__Supplied entries__
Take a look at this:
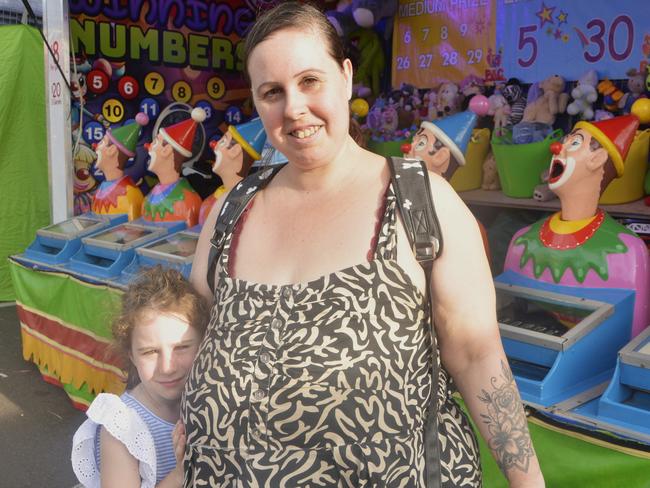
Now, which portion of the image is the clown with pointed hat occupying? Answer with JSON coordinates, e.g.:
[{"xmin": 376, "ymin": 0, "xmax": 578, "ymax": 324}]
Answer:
[
  {"xmin": 92, "ymin": 112, "xmax": 149, "ymax": 220},
  {"xmin": 142, "ymin": 107, "xmax": 206, "ymax": 227},
  {"xmin": 504, "ymin": 101, "xmax": 650, "ymax": 338},
  {"xmin": 402, "ymin": 95, "xmax": 490, "ymax": 255},
  {"xmin": 199, "ymin": 117, "xmax": 266, "ymax": 225},
  {"xmin": 402, "ymin": 100, "xmax": 480, "ymax": 180}
]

__Written instruction__
Scale the listing above by writing it out again in full, requests included, with every bounding-box coordinate in the answers multiplied by 0.95 and rounded to a whole number (halves round up). Leave the sample coordinates in the request as they are, and omit the picture.

__Solution to the problem__
Take a look at this:
Now, which portion of the image is the clown with pointed hat occupying? Answer with JSON coordinates, e.g.:
[{"xmin": 376, "ymin": 0, "xmax": 578, "ymax": 324}]
Answer:
[
  {"xmin": 87, "ymin": 106, "xmax": 142, "ymax": 209},
  {"xmin": 135, "ymin": 102, "xmax": 196, "ymax": 216},
  {"xmin": 479, "ymin": 96, "xmax": 618, "ymax": 321},
  {"xmin": 382, "ymin": 90, "xmax": 466, "ymax": 242},
  {"xmin": 189, "ymin": 111, "xmax": 253, "ymax": 214},
  {"xmin": 382, "ymin": 95, "xmax": 456, "ymax": 171}
]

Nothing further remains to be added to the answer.